The problem
Beginning at the line that holds "Study the photograph above. For every instance of the elderly", transcribe each line exactly through the end of the records, and leave any pictures out.

Photo-based referring expression data
--------------------------------------------------

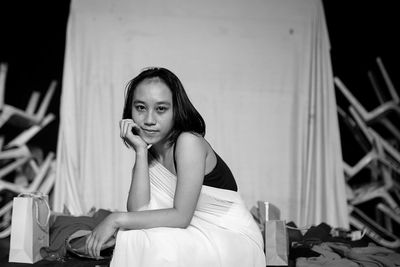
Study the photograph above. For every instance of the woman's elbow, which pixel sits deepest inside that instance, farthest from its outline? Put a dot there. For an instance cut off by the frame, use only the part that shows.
(184, 221)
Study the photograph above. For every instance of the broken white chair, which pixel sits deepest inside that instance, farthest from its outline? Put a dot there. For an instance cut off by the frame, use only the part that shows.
(32, 114)
(379, 114)
(18, 154)
(372, 229)
(387, 210)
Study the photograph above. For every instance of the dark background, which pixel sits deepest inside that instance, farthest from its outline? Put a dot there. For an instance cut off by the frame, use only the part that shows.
(33, 42)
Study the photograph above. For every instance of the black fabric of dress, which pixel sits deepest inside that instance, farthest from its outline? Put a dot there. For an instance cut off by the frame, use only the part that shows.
(220, 177)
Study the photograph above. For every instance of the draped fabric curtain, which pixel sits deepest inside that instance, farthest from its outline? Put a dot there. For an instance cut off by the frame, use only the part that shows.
(258, 71)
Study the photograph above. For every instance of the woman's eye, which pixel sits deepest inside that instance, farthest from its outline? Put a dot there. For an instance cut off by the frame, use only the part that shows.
(140, 108)
(161, 109)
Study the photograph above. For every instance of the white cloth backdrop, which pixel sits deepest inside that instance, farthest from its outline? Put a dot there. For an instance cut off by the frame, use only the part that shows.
(258, 71)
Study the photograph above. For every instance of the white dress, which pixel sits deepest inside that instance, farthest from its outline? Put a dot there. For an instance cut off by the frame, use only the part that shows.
(222, 232)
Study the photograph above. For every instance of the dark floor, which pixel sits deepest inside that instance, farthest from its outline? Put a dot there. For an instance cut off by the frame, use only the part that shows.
(70, 260)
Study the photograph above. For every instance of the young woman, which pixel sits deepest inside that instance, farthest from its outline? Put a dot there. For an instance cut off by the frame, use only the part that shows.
(183, 205)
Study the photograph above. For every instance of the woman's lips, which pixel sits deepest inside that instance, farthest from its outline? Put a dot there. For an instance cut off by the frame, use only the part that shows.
(150, 132)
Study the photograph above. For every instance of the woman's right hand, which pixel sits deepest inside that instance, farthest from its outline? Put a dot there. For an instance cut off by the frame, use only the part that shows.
(130, 139)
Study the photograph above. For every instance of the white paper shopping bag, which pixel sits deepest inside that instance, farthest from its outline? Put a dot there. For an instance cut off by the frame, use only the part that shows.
(29, 227)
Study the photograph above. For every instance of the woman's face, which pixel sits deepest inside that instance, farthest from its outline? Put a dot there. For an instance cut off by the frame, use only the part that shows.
(152, 110)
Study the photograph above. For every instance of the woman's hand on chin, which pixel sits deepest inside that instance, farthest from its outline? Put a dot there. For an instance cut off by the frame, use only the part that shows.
(129, 132)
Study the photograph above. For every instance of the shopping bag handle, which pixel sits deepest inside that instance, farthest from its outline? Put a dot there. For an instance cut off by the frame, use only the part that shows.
(41, 196)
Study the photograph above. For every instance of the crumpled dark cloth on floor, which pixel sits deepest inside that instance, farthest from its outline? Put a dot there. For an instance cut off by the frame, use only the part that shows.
(63, 227)
(340, 254)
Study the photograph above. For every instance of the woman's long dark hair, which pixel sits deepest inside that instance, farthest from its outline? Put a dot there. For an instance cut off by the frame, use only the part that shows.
(186, 117)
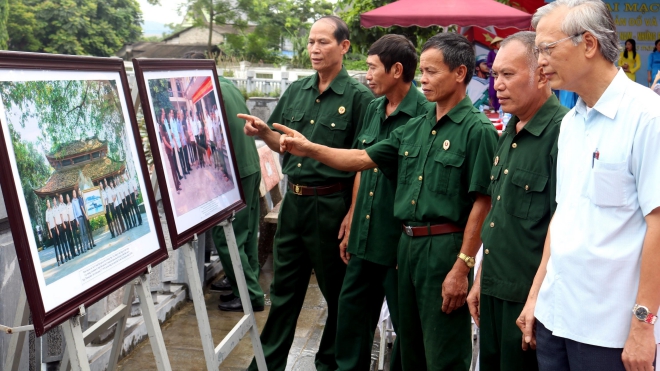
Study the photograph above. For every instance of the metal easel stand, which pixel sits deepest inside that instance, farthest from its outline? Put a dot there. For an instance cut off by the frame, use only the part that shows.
(215, 356)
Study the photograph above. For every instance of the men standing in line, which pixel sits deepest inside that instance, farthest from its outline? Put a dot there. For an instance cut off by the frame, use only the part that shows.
(79, 214)
(73, 225)
(329, 107)
(53, 233)
(595, 297)
(66, 227)
(371, 255)
(522, 191)
(133, 190)
(441, 162)
(106, 207)
(90, 236)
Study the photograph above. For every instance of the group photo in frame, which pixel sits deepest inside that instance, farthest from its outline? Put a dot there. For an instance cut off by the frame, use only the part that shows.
(75, 181)
(189, 137)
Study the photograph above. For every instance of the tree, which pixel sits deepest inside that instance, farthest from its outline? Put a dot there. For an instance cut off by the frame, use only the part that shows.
(80, 27)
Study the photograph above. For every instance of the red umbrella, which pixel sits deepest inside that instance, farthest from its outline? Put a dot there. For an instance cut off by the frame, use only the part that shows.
(463, 13)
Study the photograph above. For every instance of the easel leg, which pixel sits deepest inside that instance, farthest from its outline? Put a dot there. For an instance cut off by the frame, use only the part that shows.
(17, 340)
(153, 327)
(245, 295)
(75, 344)
(197, 296)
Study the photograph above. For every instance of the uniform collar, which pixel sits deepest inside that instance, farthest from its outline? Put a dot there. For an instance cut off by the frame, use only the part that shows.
(539, 121)
(408, 105)
(608, 103)
(456, 114)
(337, 85)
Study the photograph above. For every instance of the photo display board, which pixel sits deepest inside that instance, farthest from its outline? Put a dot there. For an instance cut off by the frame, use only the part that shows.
(191, 145)
(74, 179)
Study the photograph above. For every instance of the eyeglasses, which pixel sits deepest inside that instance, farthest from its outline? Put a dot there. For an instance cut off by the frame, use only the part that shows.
(546, 49)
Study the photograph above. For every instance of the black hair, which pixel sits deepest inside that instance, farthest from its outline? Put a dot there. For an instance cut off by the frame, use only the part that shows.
(625, 51)
(456, 51)
(341, 29)
(392, 49)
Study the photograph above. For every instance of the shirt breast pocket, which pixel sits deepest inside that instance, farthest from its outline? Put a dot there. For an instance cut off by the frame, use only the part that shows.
(332, 131)
(445, 175)
(408, 156)
(609, 183)
(525, 198)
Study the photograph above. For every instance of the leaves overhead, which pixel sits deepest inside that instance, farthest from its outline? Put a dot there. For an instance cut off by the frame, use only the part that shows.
(79, 27)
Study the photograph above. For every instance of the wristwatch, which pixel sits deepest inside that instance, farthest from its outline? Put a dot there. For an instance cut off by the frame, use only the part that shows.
(469, 260)
(642, 313)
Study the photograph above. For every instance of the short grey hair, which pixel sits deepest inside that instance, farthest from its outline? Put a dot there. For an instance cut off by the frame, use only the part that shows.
(528, 39)
(586, 16)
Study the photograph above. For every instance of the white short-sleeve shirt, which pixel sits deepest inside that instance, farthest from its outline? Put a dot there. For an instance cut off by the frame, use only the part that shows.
(608, 178)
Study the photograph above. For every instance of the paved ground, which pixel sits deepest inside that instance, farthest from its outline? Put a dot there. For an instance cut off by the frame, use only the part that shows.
(104, 246)
(185, 349)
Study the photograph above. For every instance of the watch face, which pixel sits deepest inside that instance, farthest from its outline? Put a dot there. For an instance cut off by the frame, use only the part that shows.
(641, 313)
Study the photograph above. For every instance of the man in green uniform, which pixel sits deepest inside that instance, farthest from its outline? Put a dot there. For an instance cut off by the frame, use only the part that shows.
(522, 191)
(441, 162)
(246, 222)
(328, 107)
(371, 256)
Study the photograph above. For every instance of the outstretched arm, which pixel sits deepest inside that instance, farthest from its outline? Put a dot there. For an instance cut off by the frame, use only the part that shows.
(340, 159)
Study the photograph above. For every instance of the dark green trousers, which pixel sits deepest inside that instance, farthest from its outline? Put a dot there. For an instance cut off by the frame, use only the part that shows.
(246, 230)
(430, 339)
(306, 239)
(500, 338)
(365, 285)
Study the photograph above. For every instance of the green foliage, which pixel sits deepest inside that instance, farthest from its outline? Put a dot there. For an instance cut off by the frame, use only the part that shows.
(362, 38)
(4, 17)
(80, 27)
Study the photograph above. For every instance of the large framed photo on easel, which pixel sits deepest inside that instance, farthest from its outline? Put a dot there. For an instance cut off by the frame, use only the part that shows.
(74, 179)
(190, 141)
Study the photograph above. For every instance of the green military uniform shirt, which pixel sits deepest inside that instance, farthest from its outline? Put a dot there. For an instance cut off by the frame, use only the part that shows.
(247, 157)
(332, 118)
(375, 239)
(438, 164)
(522, 189)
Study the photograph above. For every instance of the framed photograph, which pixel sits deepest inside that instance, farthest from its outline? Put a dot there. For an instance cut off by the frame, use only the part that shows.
(191, 145)
(75, 181)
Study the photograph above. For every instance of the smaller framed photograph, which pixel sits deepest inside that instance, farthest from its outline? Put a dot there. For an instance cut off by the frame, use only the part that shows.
(191, 145)
(75, 181)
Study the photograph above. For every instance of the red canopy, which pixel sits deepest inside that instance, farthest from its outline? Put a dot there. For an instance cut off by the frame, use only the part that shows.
(463, 13)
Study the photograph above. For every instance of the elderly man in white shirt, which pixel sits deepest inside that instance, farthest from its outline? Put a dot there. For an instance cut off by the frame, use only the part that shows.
(597, 292)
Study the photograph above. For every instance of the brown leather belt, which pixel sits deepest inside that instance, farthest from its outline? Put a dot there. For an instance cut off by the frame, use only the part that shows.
(301, 190)
(432, 230)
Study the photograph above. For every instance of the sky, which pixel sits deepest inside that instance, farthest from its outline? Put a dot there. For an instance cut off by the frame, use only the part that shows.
(156, 17)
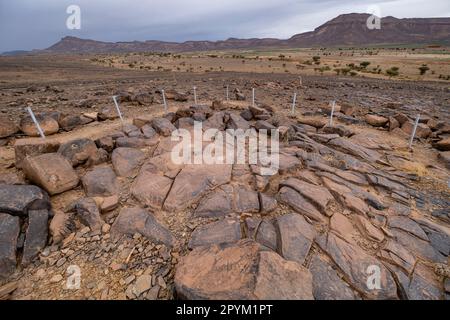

--------------------------------------------------

Your solution
Study the photograph above. For every instance of the elderly man in white shirt, which pixel sits deepest inside that instance, farthest from its outline? Put a dot there. For an instance cut off by the frame, use only the part that shows.
(597, 292)
Study the photograph above. For every instance of the brown leather belt, which pixel sits deepest inside that instance, farthest from its outline? Put a dot there. For an instance cut off by the frame, use only the part that shows.
(301, 190)
(432, 230)
Study the photograph above. For every instance of the sky, which pixel sits deepest inside that instance, farthest from its outline? Put a dot there. For an instance cut off by the frame, use only the part that shows.
(156, 17)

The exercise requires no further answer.